++++ DATA SUPPLIED ++++
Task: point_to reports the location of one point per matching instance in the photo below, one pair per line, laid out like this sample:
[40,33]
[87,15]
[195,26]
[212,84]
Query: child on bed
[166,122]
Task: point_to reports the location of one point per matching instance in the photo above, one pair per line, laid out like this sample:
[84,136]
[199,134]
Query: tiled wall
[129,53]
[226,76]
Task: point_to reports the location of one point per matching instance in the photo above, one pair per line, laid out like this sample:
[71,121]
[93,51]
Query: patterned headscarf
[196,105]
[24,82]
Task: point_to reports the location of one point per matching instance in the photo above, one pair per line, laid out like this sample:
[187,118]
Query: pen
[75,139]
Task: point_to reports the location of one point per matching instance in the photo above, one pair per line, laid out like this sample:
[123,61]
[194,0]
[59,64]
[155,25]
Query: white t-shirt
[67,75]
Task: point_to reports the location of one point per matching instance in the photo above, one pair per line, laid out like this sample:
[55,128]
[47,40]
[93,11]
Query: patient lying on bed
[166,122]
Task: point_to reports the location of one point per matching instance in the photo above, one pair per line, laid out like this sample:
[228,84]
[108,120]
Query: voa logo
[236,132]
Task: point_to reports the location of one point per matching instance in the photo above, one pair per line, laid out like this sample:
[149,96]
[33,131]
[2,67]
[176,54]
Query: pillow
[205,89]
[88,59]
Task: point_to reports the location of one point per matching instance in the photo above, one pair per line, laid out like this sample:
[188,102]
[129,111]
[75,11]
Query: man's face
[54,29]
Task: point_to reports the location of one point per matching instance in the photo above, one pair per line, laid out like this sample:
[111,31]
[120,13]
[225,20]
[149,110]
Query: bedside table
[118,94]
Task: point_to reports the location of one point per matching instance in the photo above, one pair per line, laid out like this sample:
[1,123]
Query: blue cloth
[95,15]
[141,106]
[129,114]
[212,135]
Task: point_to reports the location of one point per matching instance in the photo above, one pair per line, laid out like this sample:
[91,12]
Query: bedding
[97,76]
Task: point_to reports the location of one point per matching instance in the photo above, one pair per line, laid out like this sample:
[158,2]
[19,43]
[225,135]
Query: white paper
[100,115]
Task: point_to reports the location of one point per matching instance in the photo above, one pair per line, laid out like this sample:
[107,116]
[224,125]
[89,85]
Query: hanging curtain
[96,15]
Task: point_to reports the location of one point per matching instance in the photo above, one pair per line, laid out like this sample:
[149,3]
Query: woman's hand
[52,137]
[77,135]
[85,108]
++++
# [WHAT IS NEEDED]
Set down every line of the listing above again, exactly as given.

# [RESPONSE BOX]
Task: point_to reports the location of one point per matching instance in the photo below, one pair per line, laid out like this sample:
[40,33]
[87,15]
[195,26]
[212,84]
Query: child on bed
[166,122]
Task: point_to reports the location of one point per matching instance in the photo above, one pair per line, laid out like this sample:
[84,136]
[199,134]
Query: tiled wall
[129,53]
[226,76]
Task: point_to reports the location of one point per matching instance in the photo above, one pair per line, laid out like this sample:
[71,121]
[93,51]
Query: patterned headscarf
[196,105]
[24,82]
Task: point_to reports the location of one point per matching instance in the photo above, one pair per line, laid out like this sample:
[187,118]
Query: pen
[75,139]
Task: point_to reports the location of one point per matching instance in the photo above, one pair per line, laid out like this sample:
[123,61]
[194,0]
[59,64]
[155,25]
Query: white t-shirt
[67,75]
Task: point_to reports the location of one point per matching instance in the photo above, one pair per line, laid out like this sample:
[55,128]
[47,40]
[93,11]
Query: patient lying on bed
[166,122]
Task: point_to reports the location of one point per matching instance in the photo above, one pair per line, laid out like this sample:
[228,84]
[108,120]
Query: voa logo
[236,132]
Task: point_to reports the location of one point per matching instance in the photo above, one pair per line, laid out like this sample:
[149,96]
[33,131]
[2,67]
[176,54]
Query: pillow
[205,89]
[88,59]
Task: point_to reports the location of one point per matching instance in the photo above, one pair per line, laid out like this sample:
[188,102]
[129,111]
[75,11]
Query: man's face
[54,29]
Task: point_to reports the location of one point per matching instance in the photo above, one pair per line, laid out like this sample:
[111,31]
[120,13]
[225,20]
[149,110]
Query: bedside table
[118,94]
Task: point_to reports the location of one point per matching instance in the photo above, one pair per line, laid out like this sample:
[1,123]
Query: blue cloth
[95,15]
[141,106]
[129,114]
[212,135]
Task: point_to reports the location of one point per matching instance in the photo above, one pair per line, laid out like this sample:
[91,12]
Query: bedding
[97,76]
Task: point_to reports the location of one point per matching instance in the photo above, one pair per line, laid out like this sample:
[158,2]
[19,43]
[225,135]
Query: white paper
[100,115]
Task: point_to reports the location of one point per matching instance in the photo above, one pair per line, laid out like this sample:
[107,116]
[224,125]
[89,85]
Query: hanging curtain
[96,15]
Task: point_to reports the location of one point per matching instance in the photo above, one pair per line, laid out like this sample:
[149,3]
Query: woman's hand
[52,137]
[77,135]
[85,108]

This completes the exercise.